▸ **Data shown**:
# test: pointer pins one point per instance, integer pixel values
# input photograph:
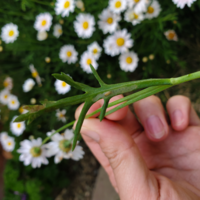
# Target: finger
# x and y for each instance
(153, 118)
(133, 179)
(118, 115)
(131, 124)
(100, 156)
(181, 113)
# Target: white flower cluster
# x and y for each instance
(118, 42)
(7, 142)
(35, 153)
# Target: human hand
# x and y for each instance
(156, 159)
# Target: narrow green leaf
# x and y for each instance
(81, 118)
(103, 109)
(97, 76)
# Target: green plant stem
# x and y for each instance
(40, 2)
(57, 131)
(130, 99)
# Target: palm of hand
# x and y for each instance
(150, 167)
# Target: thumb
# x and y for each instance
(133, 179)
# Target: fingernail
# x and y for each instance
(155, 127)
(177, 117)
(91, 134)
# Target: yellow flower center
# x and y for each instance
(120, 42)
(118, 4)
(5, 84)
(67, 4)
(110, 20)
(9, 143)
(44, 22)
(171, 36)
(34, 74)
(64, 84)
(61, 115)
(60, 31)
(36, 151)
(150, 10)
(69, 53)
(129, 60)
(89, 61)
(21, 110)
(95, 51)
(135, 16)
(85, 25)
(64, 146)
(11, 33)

* * *

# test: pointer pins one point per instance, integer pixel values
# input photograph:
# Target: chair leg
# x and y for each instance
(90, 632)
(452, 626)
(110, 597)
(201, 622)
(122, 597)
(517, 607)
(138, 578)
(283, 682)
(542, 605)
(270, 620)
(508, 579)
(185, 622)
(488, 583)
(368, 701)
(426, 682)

* * *

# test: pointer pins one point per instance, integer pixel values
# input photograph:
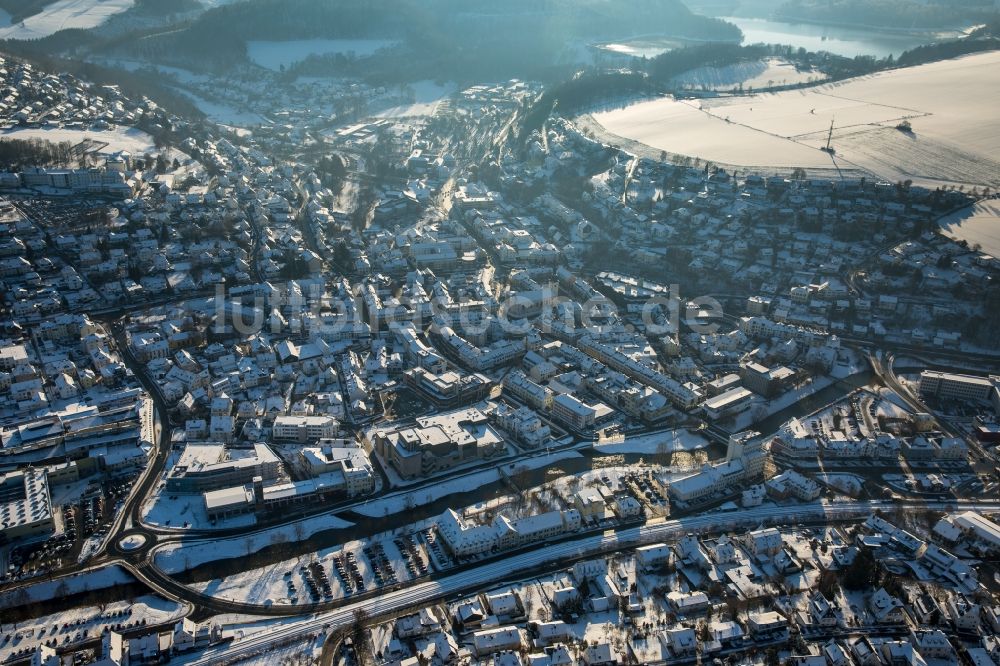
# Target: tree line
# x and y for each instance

▸ **Set problem**: List every line in the rows above that contains the word "green". Matching is case-sensitive.

▸ **The result**:
# Target: narrow green leaf
# Target: green plant stem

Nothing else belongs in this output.